= ИСХОДНЫЙ ТЕКСТ =
Skip navigation.
Home

Навигация

                                                                       БЕСЕДА О ПОЭЗИИ 

                                              К 80-летию со дня рождения Натальи Горбаневской

Вадим Месяц: Здравствуйте, сегодня в гостях у «Русского Гулливера» Наталья Горбаневская, замечательный поэт, человек-легенда. В этом году Ваша книга «Прильпе земли душа моя» получила высшую оценку "Русской премии" в номинации «поэзия». Поздравляем! Но я бы хотел начать разговор не с литературы… Наталья Евгеньевна, можно такой вопрос – с места в карьер… Я знаю, что Вы внимательно следите за общественной жизнью нашей страны… Скажите, произошло ли в ней что-нибудь такое… вопиющее… из-за чего стоило бы выйти на площадь… подобно тому как Вы это сделали в 68 году?
Наталья Горбаневская: Да меня на площадь в России ничто не выводит. По простой причине: я не гражданка Российской Федерации, а прямой протест – дело ее граждан. В свое время я участвовала в пикетах (так получилось, что я была в Москве), связанных с политическими убийствами (Политковской, Эстемировой). Но это другое дело: против политического убийства я готова выйти где угодно (была и в Париже на аналогичных митингах и пикетах, а также когда убили Бабурову и Маркелова). Политическое убийство – не внутриполитическое событие, как выборы или что-то подобное.
В.М.: Наташа, такая повестка дня. Если мы обойдем эти проблемы вниманием, превратимся в Пастернака, который «сквозь фортку крикнет детворе» или во времена всенародных строек поинтересуется у работницы, что такое отбойный молоток. Меня смущают небожители… В связи с этим такой вопрос: что важнее для поэта: этика стихотворения или его поэтика?
Н.Г.: Наверное, поэтика и есть его этика.

= ФРАГМЕНТ ДАННЫХ =

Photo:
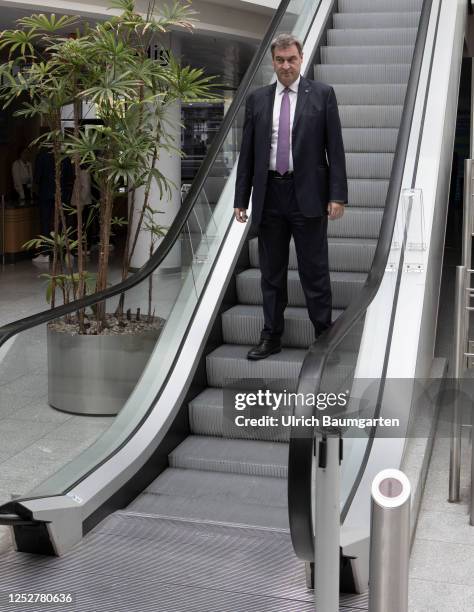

= ЦЕЛЬ ЗАДАНИЯ =
Выведите без изменений отрывок беседы о поэзии, начиная со слов «Наталья Горбаневская: Да» и заканчивая словами «или что-то подобное.».

= РЕЗУЛЬТАТ =
Наталья Горбаневская: Да меня на площадь в России ничто не выводит. По простой причине: я не гражданка Российской Федерации, а прямой протест – дело ее граждан. В свое время я участвовала в пикетах (так получилось, что я была в Москве), связанных с политическими убийствами (Политковской, Эстемировой). Но это другое дело: против политического убийства я готова выйти где угодно (была и в Париже на аналогичных митингах и пикетах, а также когда убили Бабурову и Маркелова). Политическое убийство – не внутриполитическое событие, как выборы или что-то подобное.